All of the data that follows is to be written out exactly, with images excluded.

+++ RECORDS FOR THIS TASK

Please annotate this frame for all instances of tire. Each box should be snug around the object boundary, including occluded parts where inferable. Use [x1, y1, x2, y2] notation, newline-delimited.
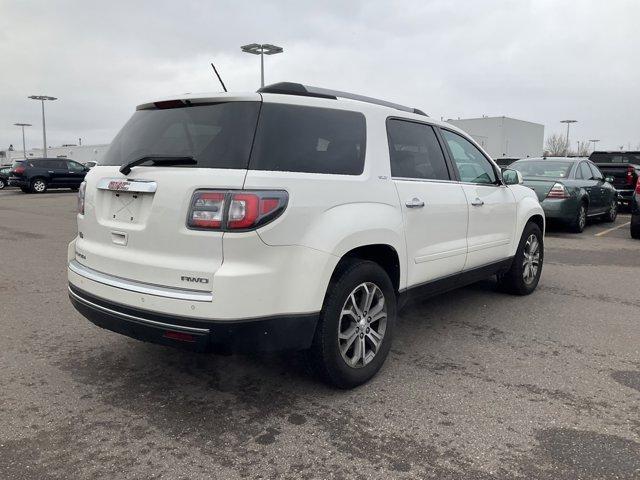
[631, 215, 640, 240]
[497, 222, 543, 295]
[20, 187, 30, 193]
[307, 259, 396, 389]
[0, 179, 5, 190]
[31, 178, 48, 194]
[569, 202, 587, 233]
[603, 199, 618, 223]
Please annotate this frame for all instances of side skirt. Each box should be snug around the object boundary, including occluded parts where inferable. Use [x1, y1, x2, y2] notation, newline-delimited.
[398, 257, 514, 308]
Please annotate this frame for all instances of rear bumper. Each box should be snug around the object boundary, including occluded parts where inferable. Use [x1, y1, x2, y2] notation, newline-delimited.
[8, 177, 28, 187]
[540, 197, 578, 221]
[615, 189, 633, 203]
[69, 283, 319, 353]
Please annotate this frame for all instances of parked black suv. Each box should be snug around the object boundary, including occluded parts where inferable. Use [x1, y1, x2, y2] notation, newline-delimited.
[9, 158, 89, 193]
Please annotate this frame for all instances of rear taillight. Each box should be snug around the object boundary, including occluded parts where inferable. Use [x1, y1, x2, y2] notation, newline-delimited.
[635, 179, 640, 194]
[546, 183, 570, 199]
[627, 166, 635, 186]
[78, 181, 86, 215]
[12, 166, 25, 175]
[187, 190, 288, 231]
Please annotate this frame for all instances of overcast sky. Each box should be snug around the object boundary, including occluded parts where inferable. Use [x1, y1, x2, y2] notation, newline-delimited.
[1, 0, 639, 152]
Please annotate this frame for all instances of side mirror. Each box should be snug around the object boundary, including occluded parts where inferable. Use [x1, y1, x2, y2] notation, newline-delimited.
[605, 176, 614, 183]
[502, 168, 523, 185]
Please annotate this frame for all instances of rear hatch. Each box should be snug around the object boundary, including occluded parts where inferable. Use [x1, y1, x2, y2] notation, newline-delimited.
[74, 95, 261, 293]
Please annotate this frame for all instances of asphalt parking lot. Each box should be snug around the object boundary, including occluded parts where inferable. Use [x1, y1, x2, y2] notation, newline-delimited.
[1, 189, 639, 480]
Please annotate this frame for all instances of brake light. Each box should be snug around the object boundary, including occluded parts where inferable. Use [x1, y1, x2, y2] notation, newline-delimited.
[187, 190, 288, 231]
[546, 183, 569, 199]
[627, 166, 635, 186]
[13, 166, 25, 175]
[635, 179, 640, 194]
[78, 181, 86, 215]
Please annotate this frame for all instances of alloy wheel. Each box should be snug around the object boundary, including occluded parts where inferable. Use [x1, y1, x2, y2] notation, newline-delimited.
[338, 282, 387, 368]
[522, 234, 541, 285]
[33, 180, 46, 192]
[578, 206, 586, 230]
[609, 201, 618, 221]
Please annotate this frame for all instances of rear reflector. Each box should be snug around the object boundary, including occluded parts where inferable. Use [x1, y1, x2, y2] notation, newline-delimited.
[163, 331, 196, 342]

++++++

[ANSWER BOX]
Please annotate this frame for all instances of tire. Each box should be snug around the object boundary, including occluded parts where inferable. Use [x1, y1, x2, y2] notation, newline-delimited.
[631, 215, 640, 240]
[497, 222, 543, 295]
[20, 187, 30, 193]
[307, 259, 396, 389]
[0, 179, 5, 190]
[31, 178, 48, 194]
[569, 202, 587, 233]
[603, 199, 618, 223]
Please annotate this frame for all instances of side skirt. Each box should be snug around the object boundary, including occluded parts where inferable. Use [x1, y1, x2, y2] notation, newline-delimited.
[398, 257, 514, 308]
Please annotate this frame for all instances of rear bumper. Each box should be snug around the object boundary, including occluded parts where inferable. Use [x1, y1, x2, y2] notation, newline-delimited.
[8, 177, 28, 187]
[540, 197, 578, 221]
[615, 189, 633, 203]
[69, 283, 319, 353]
Please annotate this frame for all instances of parked black suv. Each box should be snug around the object boundary, including occluded parts where inferable. Use [x1, y1, x2, y2] notation, newline-delimited.
[9, 158, 89, 193]
Please annotate this frame for all instances of rear taillight. Each box should be snug around the object boundary, including occluded parts where inferable. Use [x1, y1, x2, y2] notation, newline-delimited.
[635, 179, 640, 194]
[546, 183, 570, 199]
[627, 166, 635, 186]
[78, 181, 86, 215]
[12, 166, 25, 175]
[187, 190, 288, 231]
Please annotate this frame for all instances of overcast sky. Each box should be snug around the object boundary, including occluded parts where inferable. Use [x1, y1, x2, y2] notation, newline-delimited.
[1, 0, 639, 152]
Please annotate this frame for all instances of side mirror. Each box should be snug around the object boundary, including occluded parts where inferable. Use [x1, y1, x2, y2] notation, newline-delimited.
[605, 176, 614, 183]
[502, 168, 523, 185]
Please annotate this frame for all instances of rear hatch. Each box should be snug around the object boundary, including occluded parts where inferable. Use [x1, y1, x2, y2] notation, newline-delimited.
[74, 95, 261, 293]
Please annotate this frame for all instances of asphalt parking lot. Each box should be snug around the object boundary, including occluded parts where inferable. Use [x1, y1, x2, y2] notation, newline-delimited.
[1, 189, 639, 480]
Please annotate this frame for all instances of brake light. Each box should be snug around the object boundary, including occluded parts where inferable. Use [x1, y1, x2, y2] notation, newline-delimited.
[187, 190, 288, 231]
[546, 183, 569, 199]
[627, 166, 635, 186]
[13, 166, 25, 175]
[635, 179, 640, 194]
[78, 181, 86, 215]
Please annotate this frame for all instances of alloy wheel. Each box should be snug around the object boundary, including occluded parts where inferable. Use [x1, y1, x2, y2] notation, newline-delimited.
[338, 282, 387, 368]
[522, 234, 541, 285]
[33, 180, 46, 192]
[578, 206, 586, 230]
[609, 201, 618, 221]
Please annotate this frame for all instances of rear reflector. Each box should be snug around the object boundary, including occluded parts where inferable. Use [x1, y1, x2, y2] notation, newline-delimited.
[163, 331, 196, 342]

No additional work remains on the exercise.